§ Directions for this task
Below are some entries; write out each one of them exactly.

§ Listed entries

========================

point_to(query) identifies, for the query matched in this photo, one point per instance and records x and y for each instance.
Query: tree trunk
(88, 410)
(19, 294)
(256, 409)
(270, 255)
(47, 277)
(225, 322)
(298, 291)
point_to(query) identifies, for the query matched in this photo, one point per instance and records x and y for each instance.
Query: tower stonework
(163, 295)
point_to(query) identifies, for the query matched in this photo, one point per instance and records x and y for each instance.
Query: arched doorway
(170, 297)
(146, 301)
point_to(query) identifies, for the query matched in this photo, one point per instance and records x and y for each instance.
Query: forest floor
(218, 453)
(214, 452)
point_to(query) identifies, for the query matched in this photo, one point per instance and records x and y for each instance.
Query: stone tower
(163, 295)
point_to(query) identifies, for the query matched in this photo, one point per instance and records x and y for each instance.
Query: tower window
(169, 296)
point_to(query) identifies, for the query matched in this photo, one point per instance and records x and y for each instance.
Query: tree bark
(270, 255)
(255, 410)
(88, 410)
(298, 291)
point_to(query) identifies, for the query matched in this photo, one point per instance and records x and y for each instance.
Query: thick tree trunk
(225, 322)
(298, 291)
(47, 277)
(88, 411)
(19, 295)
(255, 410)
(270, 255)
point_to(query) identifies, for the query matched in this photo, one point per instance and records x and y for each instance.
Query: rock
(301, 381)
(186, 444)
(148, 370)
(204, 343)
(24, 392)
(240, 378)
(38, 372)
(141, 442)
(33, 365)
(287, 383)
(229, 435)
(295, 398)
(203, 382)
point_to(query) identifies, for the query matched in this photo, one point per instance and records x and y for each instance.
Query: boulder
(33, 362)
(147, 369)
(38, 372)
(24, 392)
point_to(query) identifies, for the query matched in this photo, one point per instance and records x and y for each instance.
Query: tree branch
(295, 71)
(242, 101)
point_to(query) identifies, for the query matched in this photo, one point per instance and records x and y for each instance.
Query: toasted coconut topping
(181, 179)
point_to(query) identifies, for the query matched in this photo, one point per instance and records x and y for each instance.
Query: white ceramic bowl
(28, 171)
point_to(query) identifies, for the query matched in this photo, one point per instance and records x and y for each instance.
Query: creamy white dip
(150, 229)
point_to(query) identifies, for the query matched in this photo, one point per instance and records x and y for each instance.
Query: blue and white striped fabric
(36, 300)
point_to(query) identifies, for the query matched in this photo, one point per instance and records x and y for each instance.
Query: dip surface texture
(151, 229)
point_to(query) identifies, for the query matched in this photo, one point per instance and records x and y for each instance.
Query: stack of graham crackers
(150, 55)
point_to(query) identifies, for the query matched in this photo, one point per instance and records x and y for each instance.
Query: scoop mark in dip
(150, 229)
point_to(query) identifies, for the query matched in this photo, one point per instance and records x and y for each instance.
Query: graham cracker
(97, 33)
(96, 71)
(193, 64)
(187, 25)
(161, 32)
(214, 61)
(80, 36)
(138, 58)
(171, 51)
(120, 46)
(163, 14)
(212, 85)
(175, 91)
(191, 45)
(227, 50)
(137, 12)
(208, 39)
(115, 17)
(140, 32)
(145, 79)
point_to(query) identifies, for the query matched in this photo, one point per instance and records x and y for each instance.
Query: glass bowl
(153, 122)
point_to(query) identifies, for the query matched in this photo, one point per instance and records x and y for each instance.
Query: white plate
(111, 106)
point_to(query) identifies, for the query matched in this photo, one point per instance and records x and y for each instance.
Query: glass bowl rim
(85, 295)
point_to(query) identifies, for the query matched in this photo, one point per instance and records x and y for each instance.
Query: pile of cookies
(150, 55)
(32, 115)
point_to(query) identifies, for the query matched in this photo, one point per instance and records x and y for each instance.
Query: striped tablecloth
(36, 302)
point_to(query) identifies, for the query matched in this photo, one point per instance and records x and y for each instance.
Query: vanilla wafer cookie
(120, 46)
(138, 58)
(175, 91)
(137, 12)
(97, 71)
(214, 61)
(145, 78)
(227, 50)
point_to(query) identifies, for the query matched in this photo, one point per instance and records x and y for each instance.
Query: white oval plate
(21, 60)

========================

§ Final answer
point_to(query) identifies, for the query matched in this photo, one point per instance and records x and y for each instance.
Query: tree trunk
(88, 410)
(19, 294)
(256, 409)
(270, 255)
(47, 277)
(225, 322)
(298, 291)
point_to(query) identifies, for the query matched in this photo, one point per instance and records x and y for each instance.
Query: tower stonework
(163, 295)
point_to(query) identifies, for the query matched in this photo, one point per instance and records x and y for each instance.
Query: arched doorway
(170, 297)
(146, 301)
point_to(query) identifies, for the query matched in this photo, one point per instance and records x and y for each instance.
Query: forest floor
(218, 453)
(214, 452)
point_to(query) identifies, for the query matched in this photo, one point per instance and records x and y for each instance.
Query: stone tower
(163, 295)
point_to(query) identifies, for the query matched in this photo, one point per instance and records x and y for each instance.
Query: tower window
(169, 296)
point_to(query) identifies, for the query matched in this photo, one point per instance and records x and y for each instance.
Query: tree bark
(270, 255)
(255, 410)
(88, 410)
(298, 291)
point_to(query) identifies, for the query matched in this photo, one point per instance and records x and y for each instance.
Query: thick tree trunk
(225, 322)
(298, 291)
(47, 277)
(88, 411)
(19, 295)
(255, 410)
(270, 255)
point_to(query) identifies, for the query matched in this photo, one point per instance and records x and y for each instance.
Query: rock
(301, 381)
(186, 444)
(148, 370)
(204, 343)
(24, 392)
(240, 378)
(38, 372)
(141, 442)
(33, 365)
(287, 383)
(229, 435)
(295, 398)
(203, 382)
point_to(query) identifies, for the query matched in this photo, one point per instance and records x and y for each instance.
Query: boulder
(33, 362)
(147, 369)
(38, 372)
(24, 392)
point_to(query) identifies, for the query matched in this photo, one point per instance and records x and y for each instance.
Query: tree branch
(295, 71)
(242, 101)
point_to(query) identifies, for the query matched in this photo, one point per instance and records x and y for each instance.
Query: toasted coconut topping
(181, 179)
point_to(query) identifies, for the query matched in this photo, one point per instance and records x and y for each instance.
Query: white ceramic bowl
(28, 171)
point_to(query) identifies, for the query matched in this photo, one point per instance and records x and y for each instance.
Query: creamy white dip
(150, 229)
point_to(query) identifies, for the query matched in this photo, one point per instance and records x and y for each instance.
Query: blue and white striped fabric
(36, 300)
point_to(query) identifies, for the query matched in this photo, one point per instance and records x and y for each instance.
Query: dip surface texture
(151, 229)
point_to(query) identifies, for the query matched in this photo, one point per instance and records x and y for each instance.
Query: stack of graham crackers
(150, 55)
point_to(query) identifies, for the query matched in this photo, one point per instance and records x and y for each instance.
Query: scoop mark in dip
(150, 229)
point_to(query) identifies, for the query matched in this photo, one point per instance and records x and y for each instance.
Query: graham cracker
(97, 33)
(96, 71)
(193, 64)
(187, 25)
(161, 32)
(214, 61)
(80, 36)
(138, 58)
(171, 51)
(120, 46)
(163, 14)
(212, 85)
(175, 91)
(191, 45)
(227, 50)
(137, 12)
(208, 39)
(115, 17)
(140, 32)
(145, 79)
point_to(query) identifies, for the query matched in this photo, one point per instance and records x and y for each instance.
Query: glass bowl
(153, 122)
point_to(query) identifies, for the query matched in this photo, one point per instance and records x and y for each instance.
Query: white plate
(111, 106)
point_to(query) identifies, for the query matched in this photo, one point per instance and records x and y for each instance.
Query: glass bowl rim
(85, 295)
point_to(query) identifies, for the query matched in this photo, one point per instance and records x and y for each instance.
Query: pile of cookies
(150, 55)
(32, 115)
point_to(query) identifies, for the query matched in this photo, one point per instance and records x and y for each instance.
Query: striped tablecloth
(36, 302)
point_to(query) identifies, for the query matched in this photo, one point per instance and records x and y for each instance.
Query: vanilla wafer cookie
(120, 46)
(138, 58)
(175, 91)
(137, 12)
(97, 71)
(214, 61)
(145, 78)
(227, 50)
point_to(query) identifies, for the query matched in this photo, one point per instance and records x and y for each instance.
Query: white oval plate
(21, 60)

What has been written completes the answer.